**EXERCISE INPUT:**
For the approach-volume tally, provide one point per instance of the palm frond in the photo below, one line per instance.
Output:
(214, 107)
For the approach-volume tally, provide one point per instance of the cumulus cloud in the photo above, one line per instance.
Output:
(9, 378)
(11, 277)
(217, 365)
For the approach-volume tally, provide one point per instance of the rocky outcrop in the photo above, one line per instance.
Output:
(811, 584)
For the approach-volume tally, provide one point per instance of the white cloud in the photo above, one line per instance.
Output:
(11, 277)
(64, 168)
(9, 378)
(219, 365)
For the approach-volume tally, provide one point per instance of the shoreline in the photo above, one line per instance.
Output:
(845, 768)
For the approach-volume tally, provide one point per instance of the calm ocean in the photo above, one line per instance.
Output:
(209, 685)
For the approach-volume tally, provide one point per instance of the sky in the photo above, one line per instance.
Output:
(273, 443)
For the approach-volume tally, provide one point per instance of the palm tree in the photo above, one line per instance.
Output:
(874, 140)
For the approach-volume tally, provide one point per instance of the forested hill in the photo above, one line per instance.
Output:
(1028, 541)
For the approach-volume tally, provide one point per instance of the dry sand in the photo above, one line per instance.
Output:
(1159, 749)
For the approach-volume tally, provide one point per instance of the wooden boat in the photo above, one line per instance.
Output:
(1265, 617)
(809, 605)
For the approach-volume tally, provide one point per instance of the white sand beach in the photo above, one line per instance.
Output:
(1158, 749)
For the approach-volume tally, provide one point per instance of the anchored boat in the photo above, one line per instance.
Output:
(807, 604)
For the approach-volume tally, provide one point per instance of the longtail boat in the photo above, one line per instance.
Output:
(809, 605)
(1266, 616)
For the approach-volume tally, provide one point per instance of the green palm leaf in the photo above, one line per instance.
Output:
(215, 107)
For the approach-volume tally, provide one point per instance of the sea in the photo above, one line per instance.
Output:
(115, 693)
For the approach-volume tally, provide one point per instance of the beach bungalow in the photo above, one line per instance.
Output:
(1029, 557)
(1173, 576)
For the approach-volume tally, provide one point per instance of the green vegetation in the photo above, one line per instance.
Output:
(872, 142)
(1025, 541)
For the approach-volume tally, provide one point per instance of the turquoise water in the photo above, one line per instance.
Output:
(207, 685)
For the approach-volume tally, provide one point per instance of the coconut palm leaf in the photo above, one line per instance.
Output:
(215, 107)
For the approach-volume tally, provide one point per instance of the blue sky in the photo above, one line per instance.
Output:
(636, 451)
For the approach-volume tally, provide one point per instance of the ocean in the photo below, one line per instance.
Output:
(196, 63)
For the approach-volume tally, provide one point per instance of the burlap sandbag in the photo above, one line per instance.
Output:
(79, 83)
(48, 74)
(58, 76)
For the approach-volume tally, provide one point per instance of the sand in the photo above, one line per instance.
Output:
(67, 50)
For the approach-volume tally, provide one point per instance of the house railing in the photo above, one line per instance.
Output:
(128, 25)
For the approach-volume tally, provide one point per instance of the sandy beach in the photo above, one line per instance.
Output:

**TASK REQUIREMENTS:** Could you retype all of the material word for word?

**TASK RESPONSE:**
For the approach-volume tally, provide one point per instance of the palm frond in the photo below, one line per instance.
Output:
(214, 107)
For the approach-volume tally, provide one point per instance of the cumulus cloud in the photo above, one line per instance.
Output:
(9, 378)
(11, 277)
(217, 365)
For the approach-volume tally, provide one point per instance of the rocky outcrop in the photo above, one line per instance.
Output:
(811, 584)
For the approach-volume tally, provide one point per instance of the white cloud in the photo above, one line per instance.
Output:
(11, 277)
(64, 168)
(9, 378)
(219, 365)
For the approach-volume tally, provide one point per instance of the shoreline in the photo above, one line per instance.
Output:
(845, 768)
For the approach-volume tally, provide one point per instance of the calm ocean in the photo above, one line per instance.
Output:
(209, 685)
For the approach-volume tally, provide one point per instance of the sky in the photo above, one line per instance.
Output:
(273, 443)
For the approach-volume tally, provide one point per instance of the palm tree in the photo above, one line per instance.
Output:
(874, 140)
For the approach-volume tally, provide one point per instance of the forested hill in the photo above, one line per instance.
Output:
(1028, 541)
For the approach-volume tally, provide one point per instance of the dry sand in the photo above, one line per instance.
Output:
(1159, 749)
For the approach-volume tally, provide one point per instance of the wooden boat in the photo above, one line per instance.
Output:
(1265, 617)
(809, 605)
For the approach-volume tally, provide one point per instance of the white sand beach in the photo above, one line per instance.
Output:
(1158, 749)
For the approach-volume tally, provide one point per instance of the anchored boat in the photo above, one line per instance.
Output:
(807, 604)
For the approach-volume tally, provide one point per instance of the longtail boat in the photo above, one line per instance.
Output:
(809, 605)
(1266, 616)
For the approach-volume tally, provide one point per instance of the green palm leaf in the photo above, one line per instance.
Output:
(215, 107)
For the approach-volume tally, provide one point per instance of the sea in the photo above, one line per instance.
Output:
(115, 693)
For the approach-volume tally, provide one point per instance of the beach bungalow in the photo above, one line per instance.
Output:
(1029, 557)
(1173, 576)
For the approach-volume tally, provide one point per instance of the green vegetation in the photo above, one line per instance.
Output:
(872, 142)
(1025, 541)
For the approach-volume tally, provide one point per instance of the turquoise water in the photo above, one line per instance.
Output:
(207, 685)
For the approach-volume tally, provide one point per instance of the coconut palm leaf in the photo above, one line per instance.
Output:
(215, 107)
For the approach-volume tally, provide one point per instance of the blue sky in the photo above, one line per instance.
Output:
(636, 451)
For the approach-volume tally, provide one point per instance of the ocean in the photo below, one line per instance.
Output:
(196, 63)
For the approach-volume tally, provide one point per instance of the burlap sandbag in the photo above, one line per instance.
Output:
(79, 83)
(48, 74)
(58, 76)
For the approach-volume tally, provide one point per instance of the sand in the photo above, one line per instance.
Output:
(67, 50)
For the approach-volume tally, provide one point per instance of the house railing in the photo above, one line per instance.
Output:
(128, 25)
For the approach-volume tally, provide one point per instance of the sandy beach in the photo above, one line per instance.
Output:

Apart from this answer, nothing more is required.